**Material provided:**
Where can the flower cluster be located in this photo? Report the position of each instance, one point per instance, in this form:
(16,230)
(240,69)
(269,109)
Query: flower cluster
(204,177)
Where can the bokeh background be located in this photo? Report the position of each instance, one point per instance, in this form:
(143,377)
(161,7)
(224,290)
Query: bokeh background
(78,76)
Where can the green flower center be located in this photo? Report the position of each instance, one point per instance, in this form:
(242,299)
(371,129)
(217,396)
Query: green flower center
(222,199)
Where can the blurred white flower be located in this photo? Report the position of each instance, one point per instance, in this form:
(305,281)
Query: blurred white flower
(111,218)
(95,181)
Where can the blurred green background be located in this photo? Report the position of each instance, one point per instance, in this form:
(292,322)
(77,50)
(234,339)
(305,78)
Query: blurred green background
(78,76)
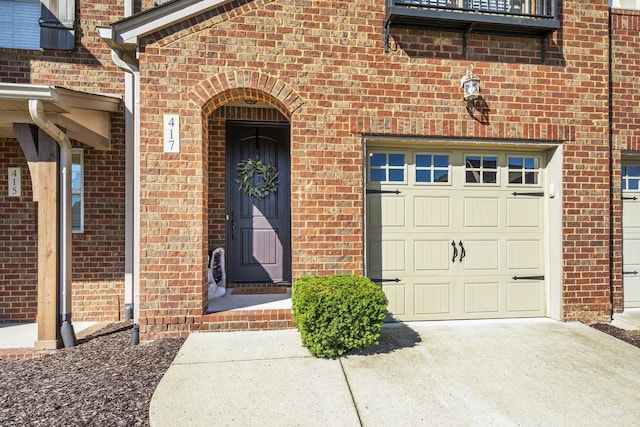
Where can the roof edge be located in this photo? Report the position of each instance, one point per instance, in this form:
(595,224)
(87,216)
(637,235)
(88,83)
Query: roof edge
(129,30)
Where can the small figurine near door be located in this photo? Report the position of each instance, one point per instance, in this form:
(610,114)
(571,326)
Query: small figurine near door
(217,278)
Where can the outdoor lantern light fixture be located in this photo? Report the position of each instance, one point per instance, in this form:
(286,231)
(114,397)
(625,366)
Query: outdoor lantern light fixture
(470,85)
(476,105)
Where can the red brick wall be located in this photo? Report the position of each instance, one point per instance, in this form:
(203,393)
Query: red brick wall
(98,254)
(323,66)
(625,45)
(18,241)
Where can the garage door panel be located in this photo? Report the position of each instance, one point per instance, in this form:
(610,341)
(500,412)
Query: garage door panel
(497,235)
(524,254)
(432,211)
(432,255)
(631,215)
(432,298)
(480,212)
(393,256)
(525,296)
(481,255)
(389,255)
(631,251)
(396,296)
(481,298)
(524,212)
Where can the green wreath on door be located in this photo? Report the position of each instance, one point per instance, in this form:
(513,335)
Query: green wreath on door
(268,183)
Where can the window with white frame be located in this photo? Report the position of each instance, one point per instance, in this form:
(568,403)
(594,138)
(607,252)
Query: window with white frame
(432,168)
(631,177)
(387,167)
(19,26)
(524,170)
(481,169)
(77,191)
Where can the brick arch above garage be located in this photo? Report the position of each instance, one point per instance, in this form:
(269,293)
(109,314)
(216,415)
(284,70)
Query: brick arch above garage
(223,88)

**Given request:** Give every line above again exactly, with no pictures.

**Full answer:**
Where can the flower cluster be located in this photo? Report the position of each instance, one point per instance, in this form:
(16,230)
(240,69)
(269,109)
Query: flower cluster
(204,177)
Where can the bokeh background be located in this photo? Report the position of each instance, one point per instance, in this form:
(143,377)
(161,7)
(224,290)
Query: bokeh background
(78,76)
Where can the green flower center be located in this photo? Report the position of each instance, one point per instance, in this form:
(242,299)
(371,129)
(217,396)
Query: green flower center
(222,199)
Where can the blurred white flower be located in this photo? Report the position of each instance, one point per instance, in this form:
(305,281)
Query: blurred white flower
(111,218)
(95,181)
Where can the blurred green background be located in this photo? Report the position of each instance, one point per instance, in this form:
(292,322)
(77,50)
(234,339)
(305,78)
Query: blurred green background
(78,76)
Where can the roof edge be located in this photo? Report the position of each instance, one point per instance, in this form:
(595,224)
(87,216)
(637,235)
(88,83)
Query: roof edge
(129,30)
Where can the small figurine near door be located in this photo? Report the position of each instance, one point per instance, in this form:
(610,114)
(571,326)
Query: small figurine near door
(217,278)
Where can the outdoor lantern light fixture be located in this photo? Report the position of each instance, one point per instance, in this form:
(286,231)
(114,397)
(625,366)
Query: outdoor lantern light fixture
(470,85)
(476,105)
Where can the red brick wall be located in this photo? Report the position of each instance, one point per instance, in this form:
(203,393)
Query: red brick wall
(98,254)
(323,66)
(625,45)
(18,241)
Where can the garage door panel be located in this photo? Report the position of each instance, one point per instance, in this form:
(610,341)
(500,412)
Query: garage door panel
(497,235)
(524,254)
(432,211)
(432,255)
(631,215)
(432,298)
(480,212)
(393,256)
(525,296)
(481,255)
(389,255)
(631,251)
(396,296)
(481,298)
(524,212)
Where can the green wreath on door be located in this photo? Report the position of each instance, one point per instance, in this form:
(513,335)
Query: green wreath on door
(268,183)
Where can the window with white frame be located in this photo? Report the position of each instance, one point per instance, in this form:
(568,403)
(594,138)
(607,252)
Query: window with white frame
(432,168)
(631,177)
(387,167)
(19,26)
(524,170)
(481,169)
(77,191)
Where can the brick arch above garage be located in this photo? Report the position of each instance, one point per instance, in this form:
(269,293)
(109,314)
(216,415)
(284,70)
Query: brick arch above garage
(223,88)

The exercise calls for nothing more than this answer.